━━━ TESTO DI PARTENZA
Ospitiamo oggi il contributo di Laura, una donna di 35 anni che sta inseguendo, come tanti di voi, il sogno di avere un figlio.

“Hai un endometrio bellissimo: sei pronta”. Ecco, penso, di nuovo ho tutto perfetto e spero sia la volta buona. Già, perché prima di iniziare la Pma (alias la procreazione medicalmente assistita) pensavo che fare un bambino fosse la cosa più semplice del mondo e che se proprio ti fosse andata di sfiga la fecondazione assistita sarebbe stata la carta vincente al primo tentativo.

E invece mi sbagliavo, perché fare un bambino può trasformarsi in un’impresa titanica e se la Pma, è vero, ti apre le porte del sogno, sigla anche l’inizio di un percorso durissimo, durante il quale impari a convivere con sentimenti forti e altalenanti come la paura, il coraggio, lo sconforto, la speranza, il pianto, il riso. I medici, gli esami, le punture, gli ormoni, i prelievi scandiscono la tua vita, ma il desiderio di stringere il tuo piccolino è più forte di qualsiasi altra cosa.
━━━━━━
* [CONSEGNA]:
Riscrivi il tratto del testo sulla procreazione assistita che va da "Ospitiamo oggi il" fino a "vincente al primo tentativo.", mettendo "soluzione giusta" al posto di "carta vincente".
━━━ DATI RACCOLTI
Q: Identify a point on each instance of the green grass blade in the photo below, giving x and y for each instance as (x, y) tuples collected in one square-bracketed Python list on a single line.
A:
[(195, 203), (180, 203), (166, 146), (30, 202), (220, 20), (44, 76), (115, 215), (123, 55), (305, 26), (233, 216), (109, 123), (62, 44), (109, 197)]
━━━━━━
* [RISPOSTA]:
Ospitiamo oggi il contributo di Laura, una donna di 35 anni che sta inseguendo, come tanti di voi, il sogno di avere un figlio.

“Hai un endometrio bellissimo: sei pronta”. Ecco, penso, di nuovo ho tutto perfetto e spero sia la volta buona. Già, perché prima di iniziare la Pma (alias la procreazione medicalmente assistita) pensavo che fare un bambino fosse la cosa più semplice del mondo e che se proprio ti fosse andata di sfiga la fecondazione assistita sarebbe stata la soluzione giusta al primo tentativo.